::: Dataset extract

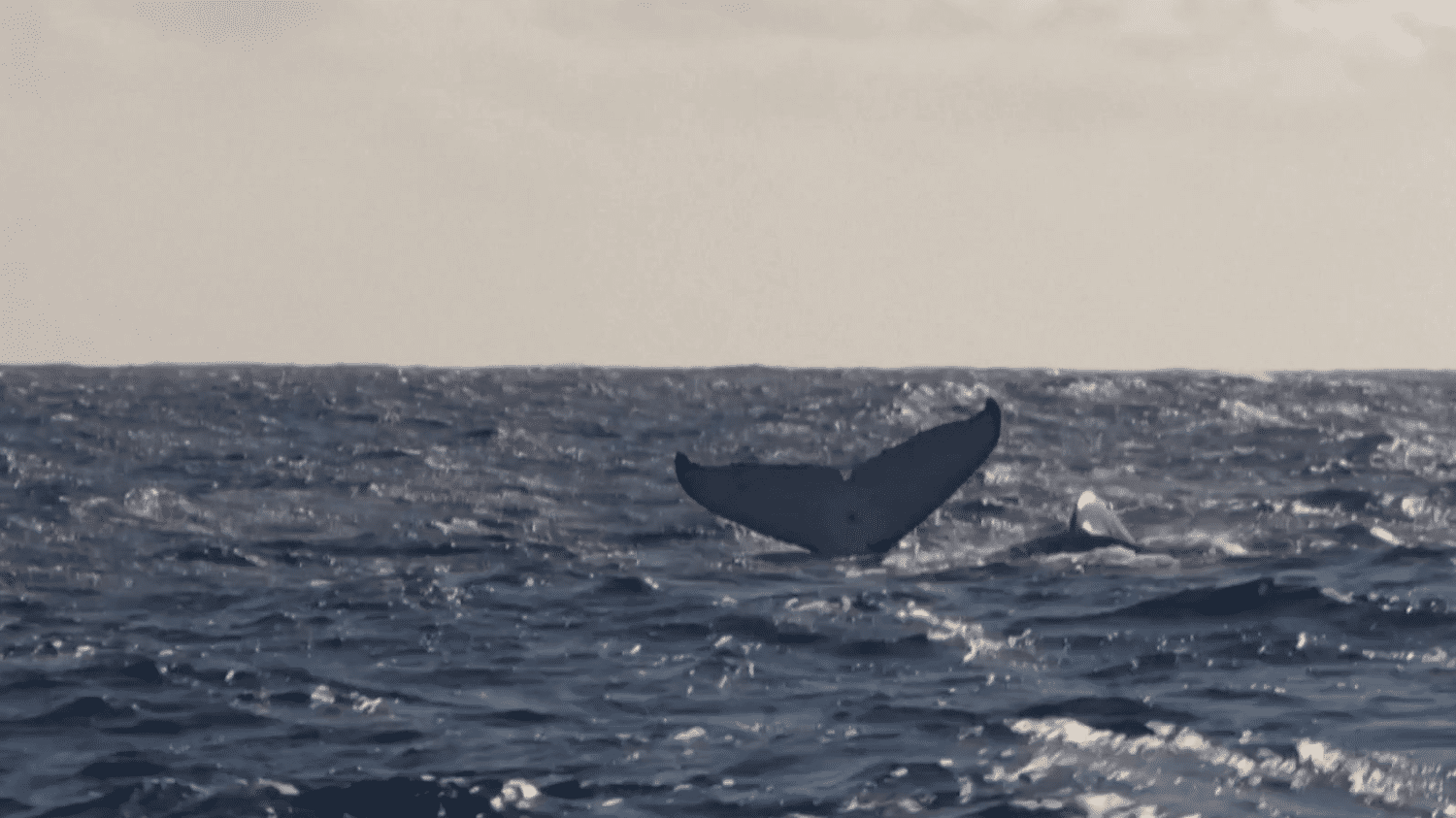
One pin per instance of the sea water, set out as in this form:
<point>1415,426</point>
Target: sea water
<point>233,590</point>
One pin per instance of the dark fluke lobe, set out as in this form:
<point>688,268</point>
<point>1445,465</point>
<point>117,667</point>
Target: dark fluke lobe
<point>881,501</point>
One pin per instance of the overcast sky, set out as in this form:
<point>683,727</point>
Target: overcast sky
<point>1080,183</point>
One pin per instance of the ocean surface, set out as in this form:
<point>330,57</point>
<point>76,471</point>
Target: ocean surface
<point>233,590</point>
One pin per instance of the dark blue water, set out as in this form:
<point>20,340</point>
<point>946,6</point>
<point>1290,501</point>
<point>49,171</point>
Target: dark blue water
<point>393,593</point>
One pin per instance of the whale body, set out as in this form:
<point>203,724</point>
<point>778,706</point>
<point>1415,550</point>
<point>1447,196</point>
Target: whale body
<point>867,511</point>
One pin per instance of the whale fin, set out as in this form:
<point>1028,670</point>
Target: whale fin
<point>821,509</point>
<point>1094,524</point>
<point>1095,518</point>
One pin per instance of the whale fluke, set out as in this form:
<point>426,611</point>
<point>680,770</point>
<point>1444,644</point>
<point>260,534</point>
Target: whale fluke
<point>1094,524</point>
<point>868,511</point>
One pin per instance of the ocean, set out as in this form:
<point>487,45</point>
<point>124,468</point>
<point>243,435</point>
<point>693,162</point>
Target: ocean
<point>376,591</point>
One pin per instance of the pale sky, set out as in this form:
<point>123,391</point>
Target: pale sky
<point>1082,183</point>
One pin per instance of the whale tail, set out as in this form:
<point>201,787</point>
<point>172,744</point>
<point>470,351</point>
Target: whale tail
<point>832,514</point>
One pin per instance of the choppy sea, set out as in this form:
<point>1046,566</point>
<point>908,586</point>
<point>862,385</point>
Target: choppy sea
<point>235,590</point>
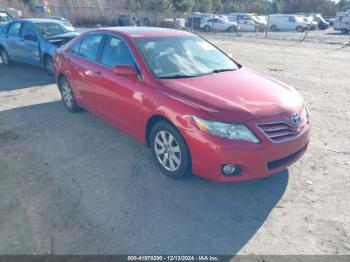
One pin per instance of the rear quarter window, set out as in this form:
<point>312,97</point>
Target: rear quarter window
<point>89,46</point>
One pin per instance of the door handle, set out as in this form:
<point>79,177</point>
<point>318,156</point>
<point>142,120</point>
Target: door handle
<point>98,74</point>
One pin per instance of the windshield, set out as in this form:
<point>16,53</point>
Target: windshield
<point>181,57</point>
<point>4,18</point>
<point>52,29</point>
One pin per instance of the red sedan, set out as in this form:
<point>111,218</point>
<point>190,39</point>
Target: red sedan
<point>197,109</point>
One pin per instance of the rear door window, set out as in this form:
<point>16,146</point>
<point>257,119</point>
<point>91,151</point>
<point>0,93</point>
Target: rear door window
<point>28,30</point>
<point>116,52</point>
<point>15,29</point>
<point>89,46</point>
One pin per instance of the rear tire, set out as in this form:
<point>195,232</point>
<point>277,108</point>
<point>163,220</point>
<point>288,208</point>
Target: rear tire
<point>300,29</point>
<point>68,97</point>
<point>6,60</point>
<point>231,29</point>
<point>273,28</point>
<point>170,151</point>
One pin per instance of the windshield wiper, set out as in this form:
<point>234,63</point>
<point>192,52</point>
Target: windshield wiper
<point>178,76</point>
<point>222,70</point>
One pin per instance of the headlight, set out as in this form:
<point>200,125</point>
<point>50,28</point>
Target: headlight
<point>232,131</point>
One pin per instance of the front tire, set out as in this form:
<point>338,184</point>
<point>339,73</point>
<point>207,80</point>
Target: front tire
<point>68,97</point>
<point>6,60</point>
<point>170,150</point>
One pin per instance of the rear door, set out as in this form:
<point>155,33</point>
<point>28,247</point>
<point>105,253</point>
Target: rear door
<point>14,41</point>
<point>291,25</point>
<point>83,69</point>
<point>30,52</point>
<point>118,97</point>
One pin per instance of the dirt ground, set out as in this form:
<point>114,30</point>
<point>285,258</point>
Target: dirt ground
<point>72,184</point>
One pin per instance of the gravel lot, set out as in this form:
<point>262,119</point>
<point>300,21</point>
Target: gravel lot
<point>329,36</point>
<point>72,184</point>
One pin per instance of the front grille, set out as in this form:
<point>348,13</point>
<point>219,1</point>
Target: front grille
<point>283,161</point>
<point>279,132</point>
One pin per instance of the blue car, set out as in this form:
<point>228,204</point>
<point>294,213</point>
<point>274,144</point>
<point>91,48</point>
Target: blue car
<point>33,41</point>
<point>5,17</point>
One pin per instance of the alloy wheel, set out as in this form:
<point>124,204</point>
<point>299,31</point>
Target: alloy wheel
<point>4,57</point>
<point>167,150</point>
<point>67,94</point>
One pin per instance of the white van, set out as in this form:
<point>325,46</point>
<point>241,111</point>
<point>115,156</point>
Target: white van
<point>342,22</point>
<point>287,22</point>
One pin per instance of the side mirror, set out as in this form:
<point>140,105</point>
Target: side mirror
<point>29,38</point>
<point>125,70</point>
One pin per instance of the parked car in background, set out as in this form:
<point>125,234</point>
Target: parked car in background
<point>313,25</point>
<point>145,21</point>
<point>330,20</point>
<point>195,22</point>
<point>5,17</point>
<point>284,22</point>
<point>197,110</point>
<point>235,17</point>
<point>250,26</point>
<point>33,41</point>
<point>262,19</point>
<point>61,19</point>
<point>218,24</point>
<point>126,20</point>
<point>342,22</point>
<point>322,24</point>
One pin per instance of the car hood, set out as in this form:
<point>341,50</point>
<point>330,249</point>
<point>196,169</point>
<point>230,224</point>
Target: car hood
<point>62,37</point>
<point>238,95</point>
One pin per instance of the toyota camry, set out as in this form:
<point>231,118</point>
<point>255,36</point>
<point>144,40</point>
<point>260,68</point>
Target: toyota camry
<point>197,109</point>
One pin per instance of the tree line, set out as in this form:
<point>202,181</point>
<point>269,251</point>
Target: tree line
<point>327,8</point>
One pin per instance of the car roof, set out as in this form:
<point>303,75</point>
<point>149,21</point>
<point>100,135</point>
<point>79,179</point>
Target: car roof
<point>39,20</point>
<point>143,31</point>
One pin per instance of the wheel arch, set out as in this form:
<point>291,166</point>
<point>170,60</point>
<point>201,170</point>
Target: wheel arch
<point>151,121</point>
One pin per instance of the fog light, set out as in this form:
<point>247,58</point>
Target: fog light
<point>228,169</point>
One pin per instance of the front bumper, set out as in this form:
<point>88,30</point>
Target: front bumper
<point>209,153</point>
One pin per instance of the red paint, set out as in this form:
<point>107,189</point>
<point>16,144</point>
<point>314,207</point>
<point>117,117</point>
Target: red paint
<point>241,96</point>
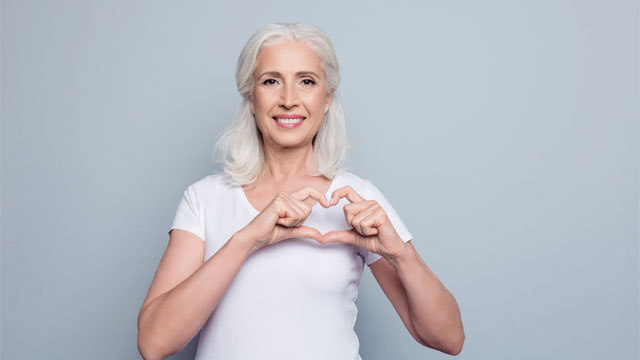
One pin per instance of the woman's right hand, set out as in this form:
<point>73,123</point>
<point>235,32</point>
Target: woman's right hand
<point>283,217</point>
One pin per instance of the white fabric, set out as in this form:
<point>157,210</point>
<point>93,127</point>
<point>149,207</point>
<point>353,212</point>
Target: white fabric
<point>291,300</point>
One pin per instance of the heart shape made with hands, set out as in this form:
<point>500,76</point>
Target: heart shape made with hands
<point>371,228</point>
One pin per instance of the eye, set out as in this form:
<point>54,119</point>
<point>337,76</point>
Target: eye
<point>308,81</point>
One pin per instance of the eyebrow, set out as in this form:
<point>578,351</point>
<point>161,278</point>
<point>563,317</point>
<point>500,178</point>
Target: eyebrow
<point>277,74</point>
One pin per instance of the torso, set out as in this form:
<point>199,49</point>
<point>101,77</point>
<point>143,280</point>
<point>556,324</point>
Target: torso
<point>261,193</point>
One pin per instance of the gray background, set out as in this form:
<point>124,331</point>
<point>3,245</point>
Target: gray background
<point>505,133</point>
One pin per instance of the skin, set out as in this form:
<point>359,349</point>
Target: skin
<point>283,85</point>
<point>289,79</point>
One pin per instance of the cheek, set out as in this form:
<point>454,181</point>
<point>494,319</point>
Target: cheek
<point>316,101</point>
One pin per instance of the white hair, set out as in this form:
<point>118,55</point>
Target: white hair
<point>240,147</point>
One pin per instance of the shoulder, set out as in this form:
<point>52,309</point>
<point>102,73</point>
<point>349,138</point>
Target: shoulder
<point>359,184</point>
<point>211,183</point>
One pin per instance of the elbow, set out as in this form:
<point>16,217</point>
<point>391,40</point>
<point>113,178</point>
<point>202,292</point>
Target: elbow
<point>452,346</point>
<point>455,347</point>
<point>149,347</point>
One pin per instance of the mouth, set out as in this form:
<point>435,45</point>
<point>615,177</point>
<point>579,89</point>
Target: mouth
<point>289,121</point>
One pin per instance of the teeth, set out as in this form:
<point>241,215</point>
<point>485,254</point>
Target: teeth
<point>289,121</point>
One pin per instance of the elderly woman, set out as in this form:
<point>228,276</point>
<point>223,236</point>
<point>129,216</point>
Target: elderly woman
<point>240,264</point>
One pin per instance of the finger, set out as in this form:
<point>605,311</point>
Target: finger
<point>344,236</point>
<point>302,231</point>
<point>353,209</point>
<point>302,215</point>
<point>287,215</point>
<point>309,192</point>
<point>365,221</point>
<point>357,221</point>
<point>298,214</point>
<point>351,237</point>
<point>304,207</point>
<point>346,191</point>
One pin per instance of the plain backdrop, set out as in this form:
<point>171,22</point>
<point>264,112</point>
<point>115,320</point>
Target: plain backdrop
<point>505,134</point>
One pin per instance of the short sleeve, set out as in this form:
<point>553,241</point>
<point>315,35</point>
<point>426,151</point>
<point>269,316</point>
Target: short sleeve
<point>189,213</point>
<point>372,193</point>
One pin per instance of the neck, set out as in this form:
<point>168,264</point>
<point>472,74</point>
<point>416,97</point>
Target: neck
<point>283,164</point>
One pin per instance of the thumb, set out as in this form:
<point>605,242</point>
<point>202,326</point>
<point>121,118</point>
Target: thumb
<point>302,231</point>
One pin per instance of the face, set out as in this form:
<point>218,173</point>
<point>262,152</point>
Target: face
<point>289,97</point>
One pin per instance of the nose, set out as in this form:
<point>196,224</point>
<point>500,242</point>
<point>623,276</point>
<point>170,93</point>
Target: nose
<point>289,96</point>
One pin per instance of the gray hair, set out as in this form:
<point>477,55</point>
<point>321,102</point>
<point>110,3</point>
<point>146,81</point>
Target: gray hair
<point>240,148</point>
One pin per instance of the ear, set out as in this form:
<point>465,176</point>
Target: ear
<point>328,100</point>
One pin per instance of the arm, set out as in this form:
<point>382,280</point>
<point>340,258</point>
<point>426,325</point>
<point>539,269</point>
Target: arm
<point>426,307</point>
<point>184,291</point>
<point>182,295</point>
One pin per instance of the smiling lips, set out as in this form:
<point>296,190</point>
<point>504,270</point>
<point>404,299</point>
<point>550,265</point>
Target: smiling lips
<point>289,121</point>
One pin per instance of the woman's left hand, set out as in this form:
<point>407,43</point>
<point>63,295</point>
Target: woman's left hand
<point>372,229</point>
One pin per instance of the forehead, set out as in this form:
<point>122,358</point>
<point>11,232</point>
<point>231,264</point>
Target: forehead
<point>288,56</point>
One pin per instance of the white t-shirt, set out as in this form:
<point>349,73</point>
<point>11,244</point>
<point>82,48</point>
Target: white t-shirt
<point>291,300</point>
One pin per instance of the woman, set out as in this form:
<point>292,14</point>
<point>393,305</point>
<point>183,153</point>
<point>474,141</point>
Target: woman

::::::

▶ **Exercise**
Can you turn the rows above into a numbered list, starting with the line with "One pin per instance of the windshield wiper, set" and going on through the line with "<point>287,22</point>", both included, leaving out blank lines and nothing else?

▶ **Response below**
1. One pin per instance of the windshield wiper, set out as in this form:
2. <point>234,63</point>
3. <point>192,52</point>
4. Target: windshield wiper
5. <point>178,76</point>
6. <point>222,70</point>
7. One pin per instance of the headlight, set out as in this form:
8. <point>200,125</point>
9. <point>50,28</point>
10. Target: headlight
11. <point>232,131</point>
12. One pin per instance of the front tire, set out as in this form:
13. <point>338,184</point>
14. <point>339,73</point>
15. <point>207,80</point>
16. Target: front tire
17. <point>68,97</point>
18. <point>6,60</point>
19. <point>170,150</point>
20. One pin per instance of the rear door, set out as in this form:
21. <point>155,33</point>
22. <point>28,247</point>
23. <point>105,253</point>
24. Target: rear door
25. <point>14,41</point>
26. <point>291,25</point>
27. <point>83,69</point>
28. <point>30,52</point>
29. <point>118,97</point>
30. One pin per instance of the dirt ground, set out as in this form:
31. <point>114,30</point>
32. <point>285,258</point>
33. Target: dirt ground
34. <point>72,184</point>
35. One pin per instance of the gravel lot, set out as in this form:
36. <point>262,119</point>
37. <point>300,21</point>
38. Target: gravel lot
39. <point>329,36</point>
40. <point>72,184</point>
41. One pin per instance of the front grille, set out as in this form:
42. <point>348,13</point>
43. <point>219,1</point>
44. Target: front grille
45. <point>283,161</point>
46. <point>279,132</point>
47. One pin per instance of the blue car, set out as in this form:
48. <point>228,204</point>
49. <point>294,213</point>
50. <point>274,144</point>
51. <point>91,48</point>
52. Target: blue car
53. <point>33,41</point>
54. <point>5,17</point>
55. One pin per instance of the alloy wheel, set out as in this form:
56. <point>124,204</point>
57. <point>299,31</point>
58. Target: alloy wheel
59. <point>4,57</point>
60. <point>167,150</point>
61. <point>67,94</point>
62. One pin per instance of the white van, set out as in this form:
63. <point>325,46</point>
64. <point>241,111</point>
65. <point>115,156</point>
66. Target: white van
67. <point>342,22</point>
68. <point>287,22</point>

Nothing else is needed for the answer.